Dataset entries:
>> START

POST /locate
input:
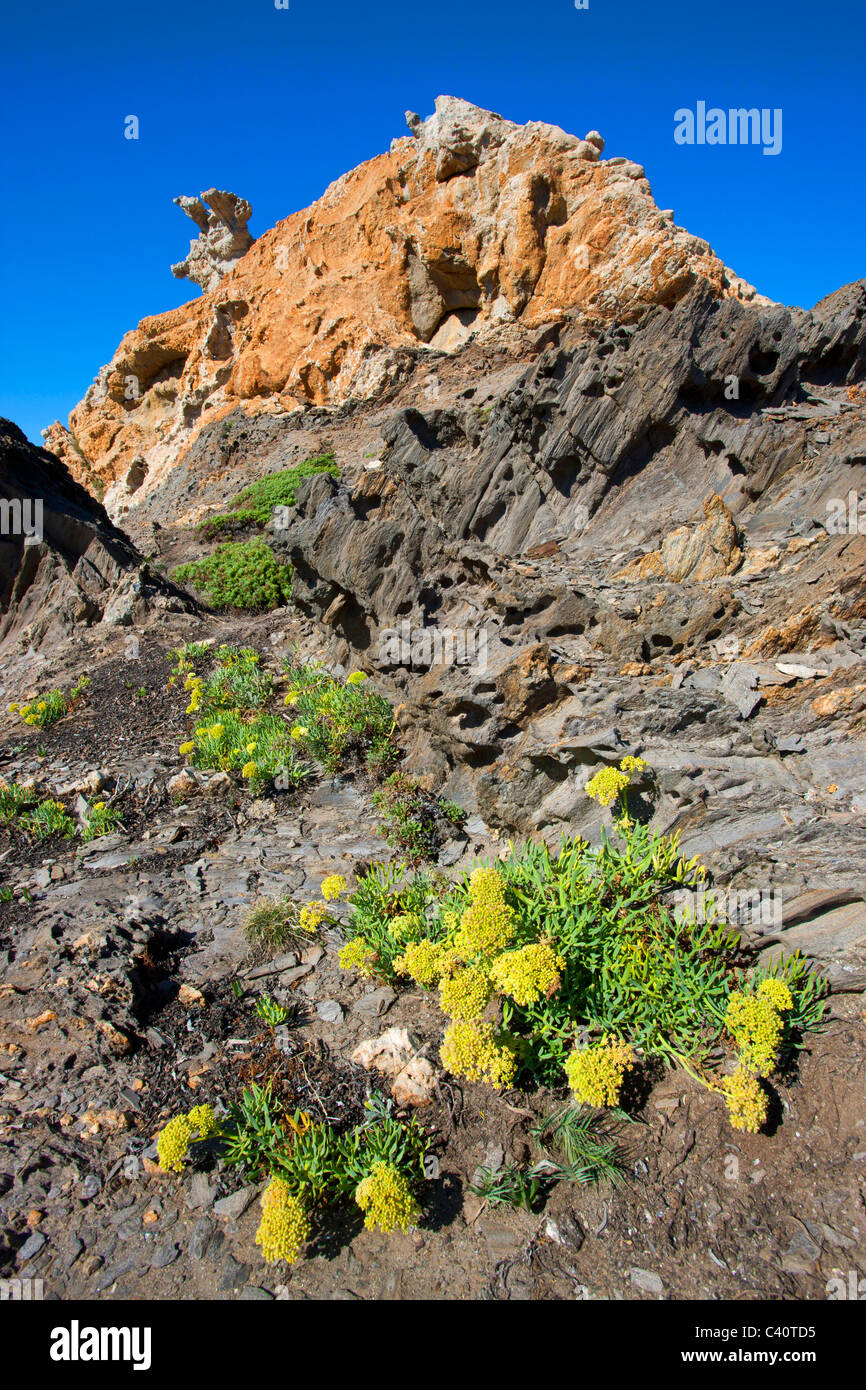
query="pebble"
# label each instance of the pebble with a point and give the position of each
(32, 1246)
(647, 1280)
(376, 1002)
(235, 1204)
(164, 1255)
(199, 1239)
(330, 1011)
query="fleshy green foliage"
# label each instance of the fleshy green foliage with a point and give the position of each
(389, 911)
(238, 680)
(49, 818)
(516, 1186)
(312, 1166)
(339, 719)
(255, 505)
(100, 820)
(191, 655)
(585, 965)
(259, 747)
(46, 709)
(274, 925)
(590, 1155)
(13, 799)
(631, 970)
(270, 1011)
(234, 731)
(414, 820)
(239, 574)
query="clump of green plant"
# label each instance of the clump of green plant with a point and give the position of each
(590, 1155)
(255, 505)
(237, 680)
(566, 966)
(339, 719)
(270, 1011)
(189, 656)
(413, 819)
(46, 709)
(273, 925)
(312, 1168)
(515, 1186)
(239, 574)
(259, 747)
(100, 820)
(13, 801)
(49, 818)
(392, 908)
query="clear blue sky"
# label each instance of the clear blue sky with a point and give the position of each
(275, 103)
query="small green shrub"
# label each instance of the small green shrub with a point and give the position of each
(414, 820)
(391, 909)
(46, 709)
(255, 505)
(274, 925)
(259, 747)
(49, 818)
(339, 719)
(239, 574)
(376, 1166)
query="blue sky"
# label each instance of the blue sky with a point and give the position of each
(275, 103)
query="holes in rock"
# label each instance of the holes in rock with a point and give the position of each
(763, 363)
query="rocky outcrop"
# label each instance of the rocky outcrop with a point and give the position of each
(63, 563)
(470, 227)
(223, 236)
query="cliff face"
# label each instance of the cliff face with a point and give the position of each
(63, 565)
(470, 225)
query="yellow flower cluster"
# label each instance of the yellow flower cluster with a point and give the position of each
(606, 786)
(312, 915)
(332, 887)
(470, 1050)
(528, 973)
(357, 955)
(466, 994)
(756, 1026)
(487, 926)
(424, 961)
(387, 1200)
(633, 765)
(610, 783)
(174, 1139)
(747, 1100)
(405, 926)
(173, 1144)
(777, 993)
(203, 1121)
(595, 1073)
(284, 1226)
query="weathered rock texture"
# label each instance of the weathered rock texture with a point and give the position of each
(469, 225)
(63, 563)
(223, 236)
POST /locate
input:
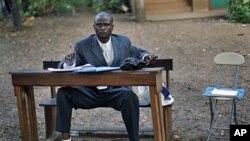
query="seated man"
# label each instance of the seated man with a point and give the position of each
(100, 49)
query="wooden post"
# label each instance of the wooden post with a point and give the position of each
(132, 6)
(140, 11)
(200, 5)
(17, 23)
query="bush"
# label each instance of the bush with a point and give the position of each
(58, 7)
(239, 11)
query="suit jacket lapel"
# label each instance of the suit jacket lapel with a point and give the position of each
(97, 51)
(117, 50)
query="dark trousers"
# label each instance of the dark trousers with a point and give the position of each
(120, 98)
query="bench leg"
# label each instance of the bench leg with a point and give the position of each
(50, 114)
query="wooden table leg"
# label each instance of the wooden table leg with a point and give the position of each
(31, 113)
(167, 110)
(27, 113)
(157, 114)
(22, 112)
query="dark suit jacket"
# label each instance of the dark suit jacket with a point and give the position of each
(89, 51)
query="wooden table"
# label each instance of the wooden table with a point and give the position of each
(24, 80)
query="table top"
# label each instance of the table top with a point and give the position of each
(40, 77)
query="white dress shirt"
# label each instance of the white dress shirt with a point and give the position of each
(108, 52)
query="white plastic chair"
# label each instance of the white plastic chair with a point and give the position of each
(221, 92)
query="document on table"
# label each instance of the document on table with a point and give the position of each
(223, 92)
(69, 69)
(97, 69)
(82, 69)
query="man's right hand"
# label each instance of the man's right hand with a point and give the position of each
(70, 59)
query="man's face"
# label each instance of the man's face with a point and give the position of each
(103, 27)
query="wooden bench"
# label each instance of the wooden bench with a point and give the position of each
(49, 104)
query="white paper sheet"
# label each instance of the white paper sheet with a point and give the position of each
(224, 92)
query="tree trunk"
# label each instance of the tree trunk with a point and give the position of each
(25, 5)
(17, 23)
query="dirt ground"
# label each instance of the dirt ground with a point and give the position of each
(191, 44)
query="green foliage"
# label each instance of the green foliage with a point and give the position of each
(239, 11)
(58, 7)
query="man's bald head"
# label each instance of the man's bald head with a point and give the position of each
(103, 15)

>> END
>> START

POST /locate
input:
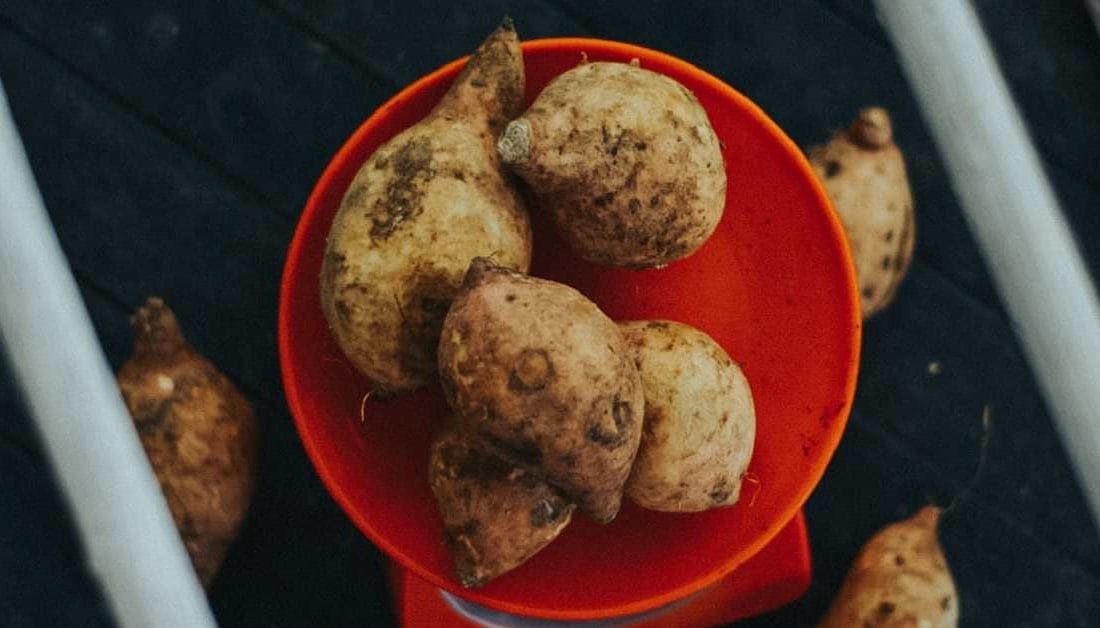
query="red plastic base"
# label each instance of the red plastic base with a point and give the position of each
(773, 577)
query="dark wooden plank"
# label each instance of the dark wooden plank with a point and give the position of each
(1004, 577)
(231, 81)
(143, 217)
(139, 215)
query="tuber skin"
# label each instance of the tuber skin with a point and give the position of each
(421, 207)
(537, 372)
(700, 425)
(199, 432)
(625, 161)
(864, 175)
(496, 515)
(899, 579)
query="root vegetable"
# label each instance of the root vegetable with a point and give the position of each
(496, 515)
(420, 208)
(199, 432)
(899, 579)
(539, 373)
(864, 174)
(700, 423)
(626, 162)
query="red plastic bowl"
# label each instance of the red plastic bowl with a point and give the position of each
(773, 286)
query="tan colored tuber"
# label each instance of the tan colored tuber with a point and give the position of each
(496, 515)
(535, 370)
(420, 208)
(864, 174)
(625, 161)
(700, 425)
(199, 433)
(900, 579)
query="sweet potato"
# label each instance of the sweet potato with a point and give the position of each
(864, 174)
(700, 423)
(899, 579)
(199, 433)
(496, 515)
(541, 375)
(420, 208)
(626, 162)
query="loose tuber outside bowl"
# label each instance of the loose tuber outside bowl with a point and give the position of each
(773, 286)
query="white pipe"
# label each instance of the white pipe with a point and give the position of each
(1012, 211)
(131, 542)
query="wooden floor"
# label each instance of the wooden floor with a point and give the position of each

>> END
>> START

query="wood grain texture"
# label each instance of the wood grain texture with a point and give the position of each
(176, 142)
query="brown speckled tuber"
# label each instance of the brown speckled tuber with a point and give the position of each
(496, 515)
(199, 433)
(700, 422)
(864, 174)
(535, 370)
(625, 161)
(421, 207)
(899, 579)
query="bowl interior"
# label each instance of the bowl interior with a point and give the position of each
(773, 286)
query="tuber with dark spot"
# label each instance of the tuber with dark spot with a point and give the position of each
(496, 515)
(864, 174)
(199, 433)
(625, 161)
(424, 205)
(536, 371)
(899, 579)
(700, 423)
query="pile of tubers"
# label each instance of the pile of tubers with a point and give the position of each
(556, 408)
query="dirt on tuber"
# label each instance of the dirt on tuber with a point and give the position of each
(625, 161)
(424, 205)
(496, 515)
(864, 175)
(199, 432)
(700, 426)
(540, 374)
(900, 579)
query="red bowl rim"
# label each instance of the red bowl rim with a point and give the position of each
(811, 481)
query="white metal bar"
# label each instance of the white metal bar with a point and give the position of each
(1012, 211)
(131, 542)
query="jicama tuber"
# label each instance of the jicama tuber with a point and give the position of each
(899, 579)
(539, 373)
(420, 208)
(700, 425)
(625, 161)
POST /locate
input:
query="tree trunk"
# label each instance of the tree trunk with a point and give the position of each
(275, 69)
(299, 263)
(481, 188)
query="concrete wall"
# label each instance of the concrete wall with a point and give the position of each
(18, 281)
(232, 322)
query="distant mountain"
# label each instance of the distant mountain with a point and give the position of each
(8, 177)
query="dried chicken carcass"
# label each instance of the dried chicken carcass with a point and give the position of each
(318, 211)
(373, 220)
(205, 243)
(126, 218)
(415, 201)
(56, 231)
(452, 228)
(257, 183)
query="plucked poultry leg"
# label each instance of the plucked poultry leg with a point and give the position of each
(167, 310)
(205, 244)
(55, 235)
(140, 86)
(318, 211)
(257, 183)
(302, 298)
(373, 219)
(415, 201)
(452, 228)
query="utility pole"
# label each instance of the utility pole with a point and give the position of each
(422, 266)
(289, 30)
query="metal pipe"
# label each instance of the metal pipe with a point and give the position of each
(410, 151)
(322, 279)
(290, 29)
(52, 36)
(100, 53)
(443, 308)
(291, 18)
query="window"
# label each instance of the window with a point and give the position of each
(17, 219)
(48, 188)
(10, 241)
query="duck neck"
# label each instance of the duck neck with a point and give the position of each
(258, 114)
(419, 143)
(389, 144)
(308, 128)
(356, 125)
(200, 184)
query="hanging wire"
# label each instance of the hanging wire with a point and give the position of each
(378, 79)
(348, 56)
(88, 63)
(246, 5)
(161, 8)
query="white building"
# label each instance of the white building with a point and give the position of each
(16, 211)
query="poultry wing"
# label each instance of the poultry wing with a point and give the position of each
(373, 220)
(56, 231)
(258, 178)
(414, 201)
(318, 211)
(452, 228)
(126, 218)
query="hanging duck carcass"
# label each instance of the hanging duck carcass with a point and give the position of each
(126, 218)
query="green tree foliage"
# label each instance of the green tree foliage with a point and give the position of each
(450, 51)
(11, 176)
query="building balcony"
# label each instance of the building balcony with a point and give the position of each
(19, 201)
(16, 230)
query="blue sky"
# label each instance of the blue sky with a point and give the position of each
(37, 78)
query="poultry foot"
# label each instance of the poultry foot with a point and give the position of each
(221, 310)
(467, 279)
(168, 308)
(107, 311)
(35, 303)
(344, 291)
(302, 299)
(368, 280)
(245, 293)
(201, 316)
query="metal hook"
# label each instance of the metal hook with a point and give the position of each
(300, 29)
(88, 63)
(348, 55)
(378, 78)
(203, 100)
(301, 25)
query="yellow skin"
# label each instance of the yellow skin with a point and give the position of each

>> END

PROMPT: Count the lines in the material above that contain the string "paper", treating case as significant, and reply with the number alone.

RESULT OF THE TASK: 2